(PARTS OF THE EXERCISE):
• a. According to the news excerpt about SAITM students and KDU fees, what is the annual fee the students must pay?
• b. From the news excerpt about SAITM students and KDU fees, transcribe the passage starting at "He said the" and ending at "in the matter.".

(EXCERPT PROVIDED):
※

Minister Wijeyadasa Rajapakshe told the Sunday Times that they had given the students a solution after much deliberation, debates and discussions and “they have to now deal with the Kotelawala Defence University authorities.”

The SAITM students’ biggest concern is the millions of rupees they are required to pay to the KDU, which has agreed to enroll them after continuous protests by state university students and the Government Medical Officers’s Association (GMOA) forced the closure of the private medical faculty at the South Asian Institute of Technology and Medicine (SAITM). The fee amounts to Rs. 1.3 million a year and it applies even to those students who have paid their fees in full to SAITM. A SAITM Student Action Committee spokesperson told the Sunday Times that the KDU had told SAITM students’ parents that they would have to pay Rs. 600,000 within this week for their children to start lessons on August 7.

He said the committee had written to President Maithripala Sirisena, the Higher Education Minister, and the Defence Secretary requesting intervention and concessions in the matter.
When asked, Minister Rajapakshe said he had not received any such letter. “There is no point sending me letters now; KDU fees issues are an internal matter and should be taken up with them,” he said. The spokesperson said it would be unfair to expect the students who had already paid their fees to SAITM to pay once again a similar amount to the KDU. “Certainly, the scholarship students cannot afford this”

“However, we understand that the KDU has to incur a cost for allowing us to continue our education and its demand is reasonable,” the spokesperson said, adding that their problem was double payment and that was why they were seeking the President’s intervention.

※

(INFORMATION):
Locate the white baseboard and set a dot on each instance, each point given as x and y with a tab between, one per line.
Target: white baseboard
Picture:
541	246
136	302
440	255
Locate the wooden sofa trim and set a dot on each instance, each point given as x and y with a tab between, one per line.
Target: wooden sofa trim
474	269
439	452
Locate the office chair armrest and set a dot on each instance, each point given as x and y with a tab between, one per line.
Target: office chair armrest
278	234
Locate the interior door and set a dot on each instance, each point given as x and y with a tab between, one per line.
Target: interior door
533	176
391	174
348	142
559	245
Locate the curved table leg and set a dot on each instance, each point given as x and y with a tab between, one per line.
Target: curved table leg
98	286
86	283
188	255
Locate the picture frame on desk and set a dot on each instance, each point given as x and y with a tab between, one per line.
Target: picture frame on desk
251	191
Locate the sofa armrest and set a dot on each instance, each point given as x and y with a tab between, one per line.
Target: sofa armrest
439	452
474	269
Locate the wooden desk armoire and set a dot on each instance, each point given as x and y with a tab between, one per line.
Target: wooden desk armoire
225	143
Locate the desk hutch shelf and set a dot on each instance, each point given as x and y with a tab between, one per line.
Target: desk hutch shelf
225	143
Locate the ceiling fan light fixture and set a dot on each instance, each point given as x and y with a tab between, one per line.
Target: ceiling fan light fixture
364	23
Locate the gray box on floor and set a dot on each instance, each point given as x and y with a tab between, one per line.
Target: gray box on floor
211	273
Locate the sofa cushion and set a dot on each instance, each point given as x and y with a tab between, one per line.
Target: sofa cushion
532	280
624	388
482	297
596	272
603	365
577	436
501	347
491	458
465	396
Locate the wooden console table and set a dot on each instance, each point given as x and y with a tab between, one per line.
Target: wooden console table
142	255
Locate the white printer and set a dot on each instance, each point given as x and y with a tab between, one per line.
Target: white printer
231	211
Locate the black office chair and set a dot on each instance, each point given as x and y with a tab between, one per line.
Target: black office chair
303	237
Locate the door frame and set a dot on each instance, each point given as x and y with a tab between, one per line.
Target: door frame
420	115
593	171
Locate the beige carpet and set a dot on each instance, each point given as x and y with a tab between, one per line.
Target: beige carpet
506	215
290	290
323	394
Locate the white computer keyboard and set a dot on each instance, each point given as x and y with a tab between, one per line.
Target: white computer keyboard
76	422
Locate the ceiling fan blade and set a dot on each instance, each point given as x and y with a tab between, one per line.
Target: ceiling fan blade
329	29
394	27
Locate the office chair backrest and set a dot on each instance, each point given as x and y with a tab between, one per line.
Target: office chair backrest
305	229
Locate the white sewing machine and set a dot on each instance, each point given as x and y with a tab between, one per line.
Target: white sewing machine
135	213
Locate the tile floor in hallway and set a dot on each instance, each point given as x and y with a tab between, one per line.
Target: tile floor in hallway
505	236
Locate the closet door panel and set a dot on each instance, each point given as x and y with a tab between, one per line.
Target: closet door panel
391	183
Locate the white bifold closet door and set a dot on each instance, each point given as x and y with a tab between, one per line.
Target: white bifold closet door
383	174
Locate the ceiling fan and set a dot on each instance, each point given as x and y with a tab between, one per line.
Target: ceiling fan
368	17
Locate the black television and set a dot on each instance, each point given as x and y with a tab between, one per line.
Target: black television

※

(EXERCISE ANSWERS):
• a. Rs. 1.3 million a year.

• b.
He said the committee had written to President Maithripala Sirisena, the Higher Education Minister, and the Defence Secretary requesting intervention and concessions in the matter.